(Written request)
Rewrite only the lines starting with the line that contains "Mark the tan" and going on through the line that contains "x=649 y=744", substituting "pale rock wall" for "tan rock face" and leaving everything else unchanged.

--- Begin Provided information ---

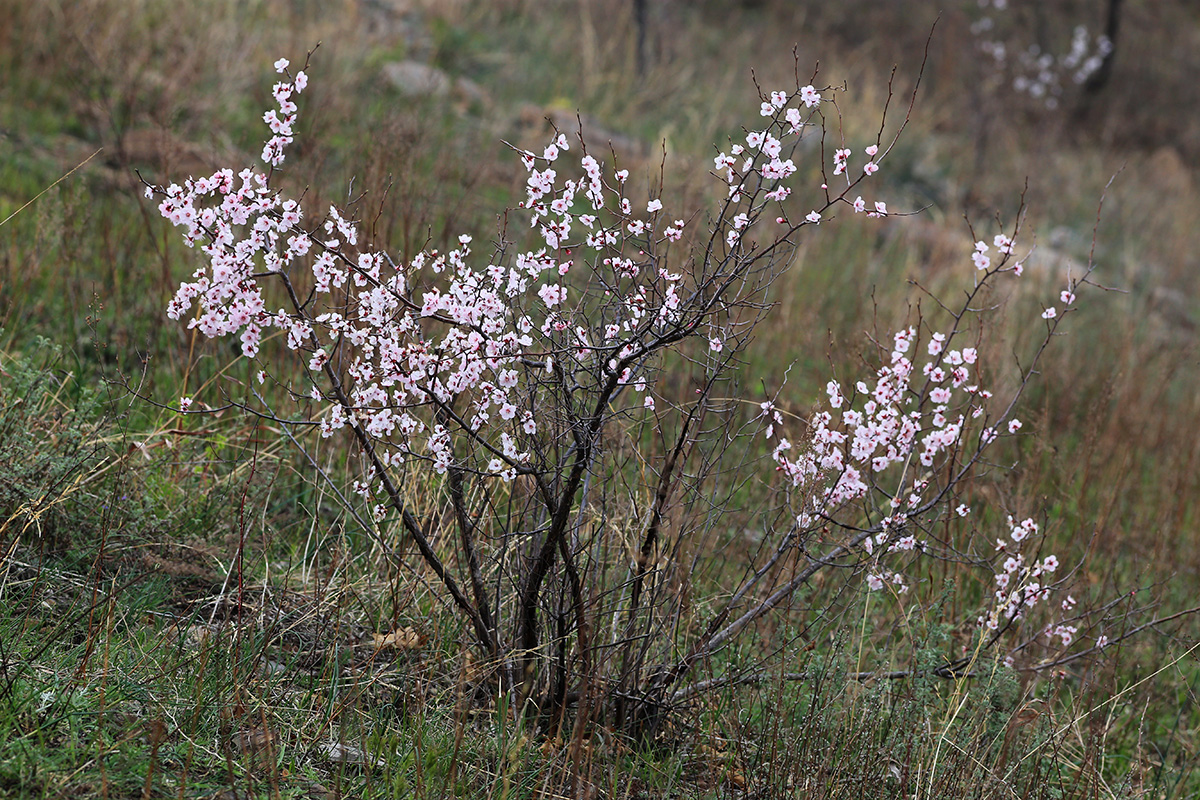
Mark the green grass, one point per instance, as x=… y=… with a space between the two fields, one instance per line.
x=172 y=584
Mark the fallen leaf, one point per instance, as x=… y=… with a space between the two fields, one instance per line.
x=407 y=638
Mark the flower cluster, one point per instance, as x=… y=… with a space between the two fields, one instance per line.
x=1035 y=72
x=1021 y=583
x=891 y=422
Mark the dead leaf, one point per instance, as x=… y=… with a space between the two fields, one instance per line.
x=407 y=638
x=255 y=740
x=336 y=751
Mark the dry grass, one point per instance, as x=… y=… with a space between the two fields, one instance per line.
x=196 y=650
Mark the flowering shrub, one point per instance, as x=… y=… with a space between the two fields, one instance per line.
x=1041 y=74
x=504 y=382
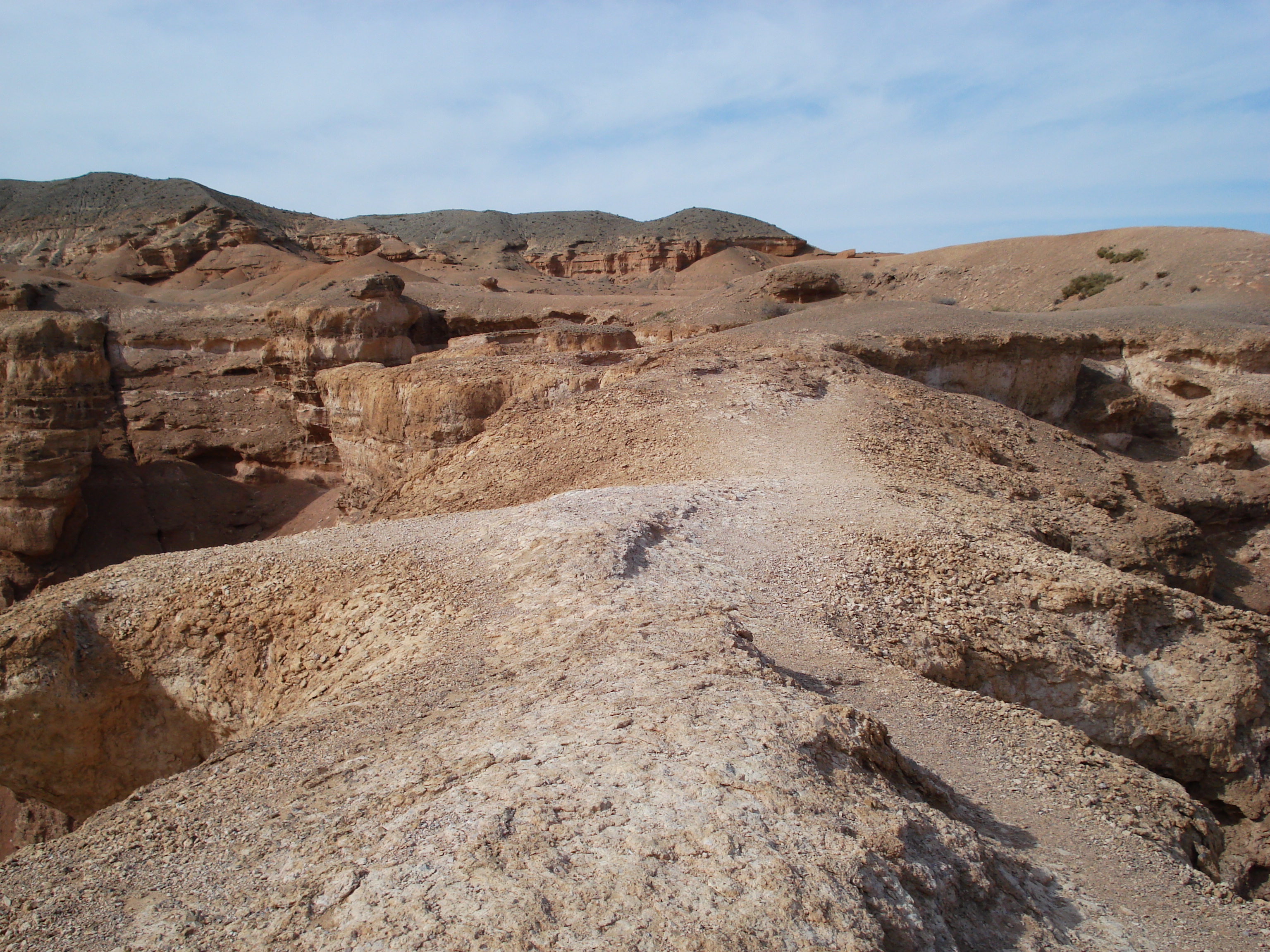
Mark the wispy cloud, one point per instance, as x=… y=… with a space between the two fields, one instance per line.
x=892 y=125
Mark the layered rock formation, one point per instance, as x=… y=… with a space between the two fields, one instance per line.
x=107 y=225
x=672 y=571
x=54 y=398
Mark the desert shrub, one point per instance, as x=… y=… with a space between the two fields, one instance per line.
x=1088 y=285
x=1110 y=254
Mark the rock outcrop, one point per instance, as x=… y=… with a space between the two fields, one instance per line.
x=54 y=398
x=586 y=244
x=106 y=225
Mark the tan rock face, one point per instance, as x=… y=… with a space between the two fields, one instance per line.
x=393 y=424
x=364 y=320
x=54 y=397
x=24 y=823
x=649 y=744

--- End Provided information ---
--- Begin Provided information ---

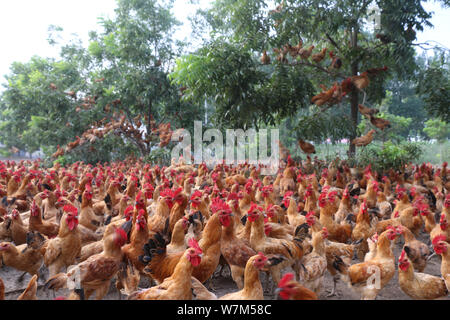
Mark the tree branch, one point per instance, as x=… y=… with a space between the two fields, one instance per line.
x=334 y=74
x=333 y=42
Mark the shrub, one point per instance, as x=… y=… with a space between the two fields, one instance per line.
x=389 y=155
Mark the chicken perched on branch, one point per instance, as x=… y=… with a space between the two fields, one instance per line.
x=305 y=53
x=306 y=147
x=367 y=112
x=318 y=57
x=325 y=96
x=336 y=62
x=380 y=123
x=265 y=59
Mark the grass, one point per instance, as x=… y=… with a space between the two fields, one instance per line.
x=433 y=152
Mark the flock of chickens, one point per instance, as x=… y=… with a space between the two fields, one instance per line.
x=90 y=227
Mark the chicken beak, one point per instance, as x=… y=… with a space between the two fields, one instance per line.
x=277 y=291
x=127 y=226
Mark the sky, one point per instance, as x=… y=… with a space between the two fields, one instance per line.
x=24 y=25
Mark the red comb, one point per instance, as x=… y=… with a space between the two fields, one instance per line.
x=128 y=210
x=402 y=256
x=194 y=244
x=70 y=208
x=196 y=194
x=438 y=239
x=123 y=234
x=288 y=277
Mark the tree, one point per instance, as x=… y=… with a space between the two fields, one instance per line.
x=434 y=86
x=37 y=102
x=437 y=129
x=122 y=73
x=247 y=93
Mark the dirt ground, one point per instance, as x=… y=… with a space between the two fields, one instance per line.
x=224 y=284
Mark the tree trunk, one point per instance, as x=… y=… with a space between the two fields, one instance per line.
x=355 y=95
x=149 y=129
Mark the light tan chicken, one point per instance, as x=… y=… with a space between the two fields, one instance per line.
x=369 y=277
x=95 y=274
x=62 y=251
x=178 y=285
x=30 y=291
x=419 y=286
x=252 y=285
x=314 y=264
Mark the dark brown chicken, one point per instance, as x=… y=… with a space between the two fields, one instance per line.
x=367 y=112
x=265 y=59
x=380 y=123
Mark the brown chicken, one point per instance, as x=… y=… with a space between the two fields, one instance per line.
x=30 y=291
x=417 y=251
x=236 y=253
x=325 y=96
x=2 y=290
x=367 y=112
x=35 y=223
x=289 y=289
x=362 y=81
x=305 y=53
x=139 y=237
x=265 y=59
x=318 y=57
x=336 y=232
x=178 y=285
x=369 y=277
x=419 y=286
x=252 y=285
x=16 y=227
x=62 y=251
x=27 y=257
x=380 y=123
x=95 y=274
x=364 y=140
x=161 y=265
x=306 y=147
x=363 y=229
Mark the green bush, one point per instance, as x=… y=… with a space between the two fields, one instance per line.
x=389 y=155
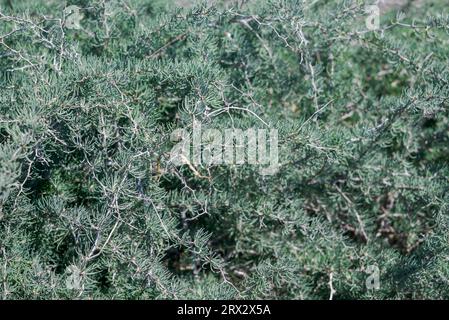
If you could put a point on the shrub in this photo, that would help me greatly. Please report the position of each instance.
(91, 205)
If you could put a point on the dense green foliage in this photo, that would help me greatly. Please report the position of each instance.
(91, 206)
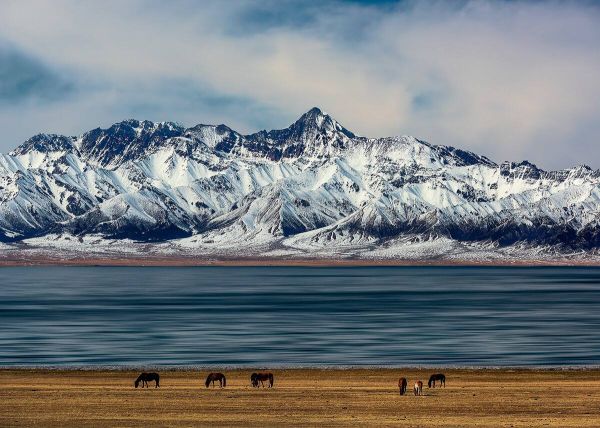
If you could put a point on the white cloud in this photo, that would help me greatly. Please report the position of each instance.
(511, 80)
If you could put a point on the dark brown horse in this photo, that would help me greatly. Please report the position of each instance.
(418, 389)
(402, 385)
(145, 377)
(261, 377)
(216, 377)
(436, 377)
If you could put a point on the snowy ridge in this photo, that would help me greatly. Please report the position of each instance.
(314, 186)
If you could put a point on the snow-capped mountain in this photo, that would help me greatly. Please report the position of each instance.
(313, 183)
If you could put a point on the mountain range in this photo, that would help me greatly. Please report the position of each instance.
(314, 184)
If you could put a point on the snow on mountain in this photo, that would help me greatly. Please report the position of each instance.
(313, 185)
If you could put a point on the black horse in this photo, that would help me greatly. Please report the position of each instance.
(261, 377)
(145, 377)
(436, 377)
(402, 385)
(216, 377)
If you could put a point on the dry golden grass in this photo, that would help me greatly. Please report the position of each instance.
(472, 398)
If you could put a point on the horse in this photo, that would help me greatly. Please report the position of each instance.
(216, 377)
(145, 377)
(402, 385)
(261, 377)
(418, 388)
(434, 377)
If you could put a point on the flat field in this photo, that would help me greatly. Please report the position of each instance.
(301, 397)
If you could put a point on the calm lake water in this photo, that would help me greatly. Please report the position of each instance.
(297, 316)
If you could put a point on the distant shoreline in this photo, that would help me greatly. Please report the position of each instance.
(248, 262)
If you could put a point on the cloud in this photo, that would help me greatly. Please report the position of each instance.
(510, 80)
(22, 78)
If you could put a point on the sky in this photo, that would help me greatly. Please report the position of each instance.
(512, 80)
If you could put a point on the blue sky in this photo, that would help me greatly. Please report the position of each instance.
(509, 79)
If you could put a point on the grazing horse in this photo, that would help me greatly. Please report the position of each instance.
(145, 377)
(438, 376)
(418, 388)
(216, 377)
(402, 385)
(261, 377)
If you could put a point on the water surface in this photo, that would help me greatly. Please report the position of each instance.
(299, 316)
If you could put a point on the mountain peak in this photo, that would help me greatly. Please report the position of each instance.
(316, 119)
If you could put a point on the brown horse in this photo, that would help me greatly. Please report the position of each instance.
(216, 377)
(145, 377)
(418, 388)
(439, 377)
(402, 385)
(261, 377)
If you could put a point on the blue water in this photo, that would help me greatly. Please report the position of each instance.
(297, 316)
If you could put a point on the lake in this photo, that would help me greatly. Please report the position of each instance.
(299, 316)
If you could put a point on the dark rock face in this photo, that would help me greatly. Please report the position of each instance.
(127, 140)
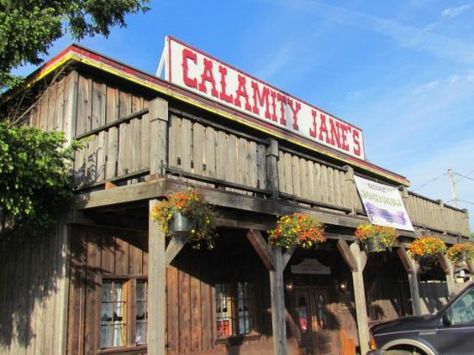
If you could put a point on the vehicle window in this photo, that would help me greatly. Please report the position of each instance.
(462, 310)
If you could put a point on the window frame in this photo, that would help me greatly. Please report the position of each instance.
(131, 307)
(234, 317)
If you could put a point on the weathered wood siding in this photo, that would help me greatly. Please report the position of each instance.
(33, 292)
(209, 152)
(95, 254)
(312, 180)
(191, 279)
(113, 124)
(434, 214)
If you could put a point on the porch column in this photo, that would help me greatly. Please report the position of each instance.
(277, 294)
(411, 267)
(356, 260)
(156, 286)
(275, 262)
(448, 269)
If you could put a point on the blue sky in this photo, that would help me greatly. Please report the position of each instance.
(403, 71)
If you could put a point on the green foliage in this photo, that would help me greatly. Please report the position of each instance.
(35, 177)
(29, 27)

--- End Provided information ---
--- Begin Provided information ---

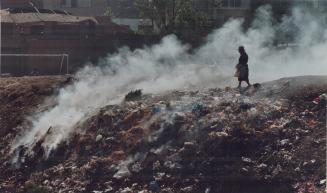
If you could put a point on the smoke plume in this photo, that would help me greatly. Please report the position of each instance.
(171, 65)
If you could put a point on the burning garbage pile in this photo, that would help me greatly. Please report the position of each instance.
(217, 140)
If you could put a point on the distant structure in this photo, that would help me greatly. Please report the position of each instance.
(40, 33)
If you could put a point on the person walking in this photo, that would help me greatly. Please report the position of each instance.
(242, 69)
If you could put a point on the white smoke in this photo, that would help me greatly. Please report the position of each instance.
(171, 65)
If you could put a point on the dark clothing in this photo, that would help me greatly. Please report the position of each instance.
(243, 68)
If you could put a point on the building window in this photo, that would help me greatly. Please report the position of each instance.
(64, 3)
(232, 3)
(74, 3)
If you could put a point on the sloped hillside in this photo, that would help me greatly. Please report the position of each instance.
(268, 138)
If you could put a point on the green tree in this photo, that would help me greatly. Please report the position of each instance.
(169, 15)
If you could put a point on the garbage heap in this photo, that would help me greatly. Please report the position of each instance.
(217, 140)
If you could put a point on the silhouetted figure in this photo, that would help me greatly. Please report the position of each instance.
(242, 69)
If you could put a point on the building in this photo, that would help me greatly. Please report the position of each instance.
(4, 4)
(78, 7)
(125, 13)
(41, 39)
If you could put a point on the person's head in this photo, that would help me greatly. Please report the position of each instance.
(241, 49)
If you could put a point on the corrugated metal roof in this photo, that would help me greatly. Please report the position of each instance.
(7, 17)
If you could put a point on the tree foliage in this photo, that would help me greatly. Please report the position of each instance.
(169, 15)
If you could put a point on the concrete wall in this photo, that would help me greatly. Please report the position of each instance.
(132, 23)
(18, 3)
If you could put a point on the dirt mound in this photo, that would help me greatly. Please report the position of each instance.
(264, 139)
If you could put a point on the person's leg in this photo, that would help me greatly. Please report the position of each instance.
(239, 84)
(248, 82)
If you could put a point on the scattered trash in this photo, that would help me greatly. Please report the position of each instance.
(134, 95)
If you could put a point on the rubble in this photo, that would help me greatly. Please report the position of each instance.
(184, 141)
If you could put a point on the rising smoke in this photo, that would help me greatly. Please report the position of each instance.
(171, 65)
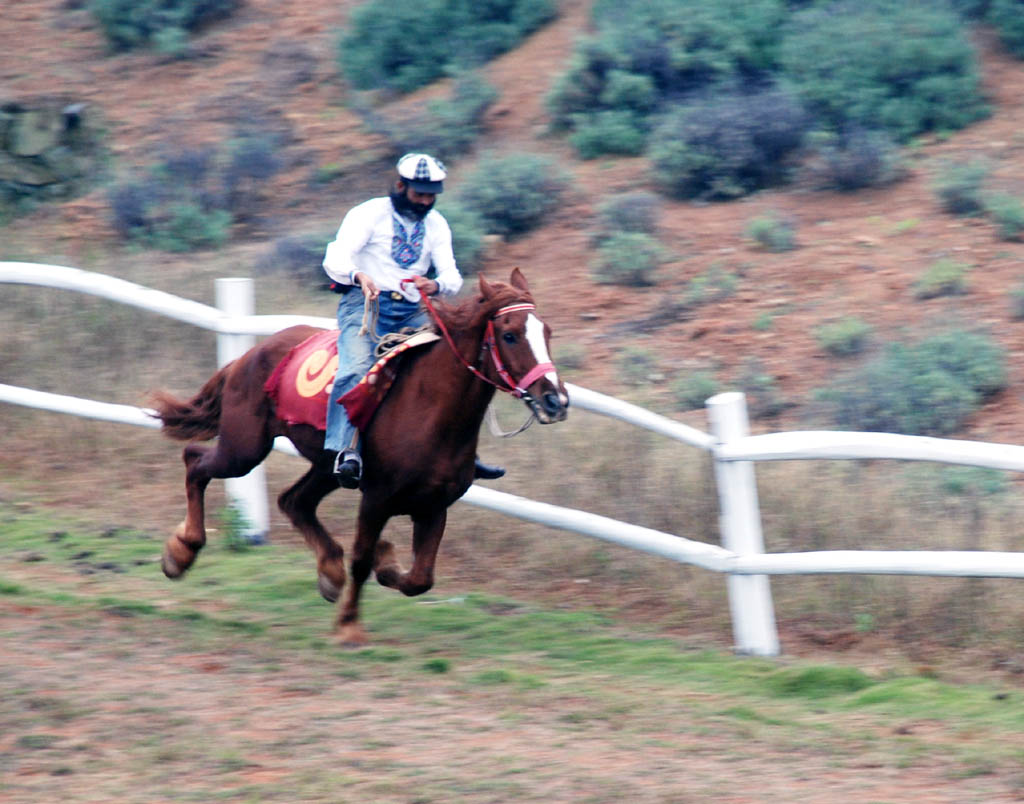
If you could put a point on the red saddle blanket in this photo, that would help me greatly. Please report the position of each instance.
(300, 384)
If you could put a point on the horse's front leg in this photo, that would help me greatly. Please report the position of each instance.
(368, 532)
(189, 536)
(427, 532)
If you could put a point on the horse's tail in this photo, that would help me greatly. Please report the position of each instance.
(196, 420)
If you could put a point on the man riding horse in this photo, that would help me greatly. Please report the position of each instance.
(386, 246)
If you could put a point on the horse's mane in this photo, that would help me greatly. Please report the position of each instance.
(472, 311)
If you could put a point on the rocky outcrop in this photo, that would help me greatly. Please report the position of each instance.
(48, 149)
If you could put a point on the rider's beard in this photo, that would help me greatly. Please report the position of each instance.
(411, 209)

--- End Provided information ---

(Solution to this exercise)
Mark the pale rock wall, one point per instance, as x=… y=… with a space between the two fields, one instance per line.
x=393 y=424
x=364 y=320
x=54 y=397
x=24 y=823
x=649 y=744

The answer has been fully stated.